> SHORT PROBLEM 1
Select every line of the records below that contains the word "track". Case counts.

> TEXT EXTRACT
We’re righting a great wrong here.
And we are, at long last, fully explaining why. Please note the accompanying piece by Dale Anderson explaining why he did not cover one of the greatest musical events of our era, Woodstock.
We covered it the wrong way at the time, but even that was a triumph (of which more later).
I ought to know. I was the wrong way that we covered the event. My colleague, Dale, would have been the right way and explains why he wasn’t the ideal pairing of writer and assignment, why he had to demur.
So instead, The Buffalo News sent the wrong person to cover the event – me. You cannot imagine how inapt a choice I was to cover Woodstock in August 1969.
I was a very raw reporter at the time. The old phrase “cub reporter” wouldn’t have been entirely inaccurate. I’d only been working as a reporter for five months.
Worst of all, I was, at that moment of my life, doing everything possible to prove that I could fit into the responsible, adult, tie-wearing, workaday world. I had, just a few months before, been an early proto-slacker. I was well on my way to being a completely unnoticed life dropout who spent my life partaking of the rich Bohemia on display in the splendid bars of Elmwood Avenue.

> TASK INPUTS

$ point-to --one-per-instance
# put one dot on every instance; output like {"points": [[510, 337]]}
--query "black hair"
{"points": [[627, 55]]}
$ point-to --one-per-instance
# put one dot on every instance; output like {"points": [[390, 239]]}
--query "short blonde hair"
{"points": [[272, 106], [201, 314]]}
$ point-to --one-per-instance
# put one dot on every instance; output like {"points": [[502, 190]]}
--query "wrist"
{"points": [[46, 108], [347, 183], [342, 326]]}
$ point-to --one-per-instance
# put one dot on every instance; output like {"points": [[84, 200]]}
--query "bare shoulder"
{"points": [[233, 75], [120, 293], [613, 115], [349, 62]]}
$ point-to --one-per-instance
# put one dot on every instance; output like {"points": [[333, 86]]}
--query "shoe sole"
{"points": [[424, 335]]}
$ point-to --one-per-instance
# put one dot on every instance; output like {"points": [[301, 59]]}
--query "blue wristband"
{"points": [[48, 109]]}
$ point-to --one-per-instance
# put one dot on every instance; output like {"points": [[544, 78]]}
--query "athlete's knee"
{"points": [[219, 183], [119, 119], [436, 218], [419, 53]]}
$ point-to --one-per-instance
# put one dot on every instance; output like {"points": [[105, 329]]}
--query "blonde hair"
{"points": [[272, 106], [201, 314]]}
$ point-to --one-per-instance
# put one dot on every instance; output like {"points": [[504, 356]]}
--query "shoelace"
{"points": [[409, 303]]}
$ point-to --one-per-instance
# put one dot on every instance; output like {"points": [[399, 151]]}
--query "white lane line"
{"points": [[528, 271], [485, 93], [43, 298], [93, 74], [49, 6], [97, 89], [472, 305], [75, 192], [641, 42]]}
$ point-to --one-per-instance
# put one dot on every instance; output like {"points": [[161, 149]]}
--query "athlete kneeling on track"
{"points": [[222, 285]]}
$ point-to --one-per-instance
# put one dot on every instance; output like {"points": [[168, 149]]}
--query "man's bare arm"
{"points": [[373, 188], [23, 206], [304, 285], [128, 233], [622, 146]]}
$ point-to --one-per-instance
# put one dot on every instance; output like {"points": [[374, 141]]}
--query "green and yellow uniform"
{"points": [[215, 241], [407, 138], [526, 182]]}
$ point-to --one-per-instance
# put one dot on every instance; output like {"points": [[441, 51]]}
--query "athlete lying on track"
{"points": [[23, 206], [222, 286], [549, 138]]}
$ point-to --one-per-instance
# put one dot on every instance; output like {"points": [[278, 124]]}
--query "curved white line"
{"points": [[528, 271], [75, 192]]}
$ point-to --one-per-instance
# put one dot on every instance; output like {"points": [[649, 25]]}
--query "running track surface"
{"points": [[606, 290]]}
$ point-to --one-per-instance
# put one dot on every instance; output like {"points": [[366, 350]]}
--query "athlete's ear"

> SHORT PROBLEM 2
Print the passage of the Woodstock coverage piece above from "And we are, at" up to and including "in August 1969.".

> OUTPUT 1
--query "athlete kneeling on track"
--query "athlete lying on track"
--query "running track surface"

> OUTPUT 2
And we are, at long last, fully explaining why. Please note the accompanying piece by Dale Anderson explaining why he did not cover one of the greatest musical events of our era, Woodstock.
We covered it the wrong way at the time, but even that was a triumph (of which more later).
I ought to know. I was the wrong way that we covered the event. My colleague, Dale, would have been the right way and explains why he wasn’t the ideal pairing of writer and assignment, why he had to demur.
So instead, The Buffalo News sent the wrong person to cover the event – me. You cannot imagine how inapt a choice I was to cover Woodstock in August 1969.